=== WHAT THE TASK REQUIRES ===
Please restate, word for word, the lines below that begin at the one with "Target: front door" and end at the one with "Target: porch roof". Leave out all other lines.

==== DATA EXTRACTS ====

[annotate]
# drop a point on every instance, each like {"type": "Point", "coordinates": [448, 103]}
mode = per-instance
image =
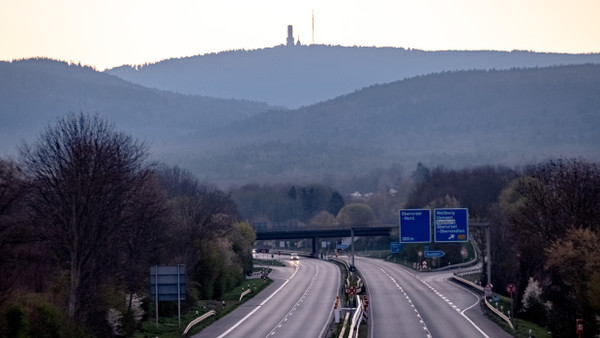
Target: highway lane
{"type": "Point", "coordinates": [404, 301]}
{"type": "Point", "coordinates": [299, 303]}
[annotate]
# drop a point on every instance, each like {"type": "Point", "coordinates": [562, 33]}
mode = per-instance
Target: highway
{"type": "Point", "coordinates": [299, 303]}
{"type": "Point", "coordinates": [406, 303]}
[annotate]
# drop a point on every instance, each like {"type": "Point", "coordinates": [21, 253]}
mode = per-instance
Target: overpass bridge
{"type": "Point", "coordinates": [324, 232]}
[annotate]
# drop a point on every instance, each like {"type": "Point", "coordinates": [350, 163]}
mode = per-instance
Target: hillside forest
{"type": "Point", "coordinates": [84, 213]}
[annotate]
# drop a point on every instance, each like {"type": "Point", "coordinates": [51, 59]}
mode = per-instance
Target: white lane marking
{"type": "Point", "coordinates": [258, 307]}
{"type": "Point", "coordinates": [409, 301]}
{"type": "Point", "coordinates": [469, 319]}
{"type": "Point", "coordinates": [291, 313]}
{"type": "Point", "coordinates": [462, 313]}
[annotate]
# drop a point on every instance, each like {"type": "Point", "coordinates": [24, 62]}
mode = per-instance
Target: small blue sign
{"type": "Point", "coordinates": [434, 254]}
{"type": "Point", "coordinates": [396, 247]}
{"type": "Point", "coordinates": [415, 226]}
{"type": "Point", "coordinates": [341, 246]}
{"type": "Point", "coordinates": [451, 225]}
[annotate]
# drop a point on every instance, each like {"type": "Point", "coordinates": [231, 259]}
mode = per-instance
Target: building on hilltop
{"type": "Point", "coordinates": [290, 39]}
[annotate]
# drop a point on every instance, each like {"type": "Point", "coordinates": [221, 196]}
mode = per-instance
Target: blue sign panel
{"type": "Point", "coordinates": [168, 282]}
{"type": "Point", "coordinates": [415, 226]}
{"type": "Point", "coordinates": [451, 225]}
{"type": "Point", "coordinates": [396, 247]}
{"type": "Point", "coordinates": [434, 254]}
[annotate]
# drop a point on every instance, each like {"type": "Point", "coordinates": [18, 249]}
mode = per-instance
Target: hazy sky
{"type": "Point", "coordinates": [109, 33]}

====
==== DATA EXTRACTS ====

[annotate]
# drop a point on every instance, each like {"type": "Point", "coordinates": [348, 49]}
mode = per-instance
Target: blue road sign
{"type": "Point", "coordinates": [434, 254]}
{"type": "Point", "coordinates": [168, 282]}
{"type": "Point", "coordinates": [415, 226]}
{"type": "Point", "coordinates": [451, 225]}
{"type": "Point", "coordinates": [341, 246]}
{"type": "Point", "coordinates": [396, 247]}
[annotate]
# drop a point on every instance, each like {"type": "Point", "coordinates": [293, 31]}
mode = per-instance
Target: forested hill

====
==== DATA EXTRACTS ====

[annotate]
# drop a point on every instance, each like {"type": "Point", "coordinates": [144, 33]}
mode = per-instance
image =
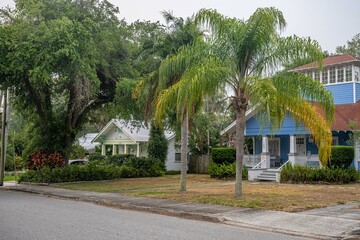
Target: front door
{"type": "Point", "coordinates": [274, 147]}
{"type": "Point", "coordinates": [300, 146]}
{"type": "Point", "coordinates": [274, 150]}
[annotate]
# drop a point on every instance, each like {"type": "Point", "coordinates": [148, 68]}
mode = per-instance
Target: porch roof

====

=== TASK SOLUTION ===
Target: front door
{"type": "Point", "coordinates": [274, 147]}
{"type": "Point", "coordinates": [300, 146]}
{"type": "Point", "coordinates": [274, 150]}
[annotate]
# drop a point on every instance, each like {"type": "Point", "coordinates": [148, 68]}
mode = per-instance
Target: porch roof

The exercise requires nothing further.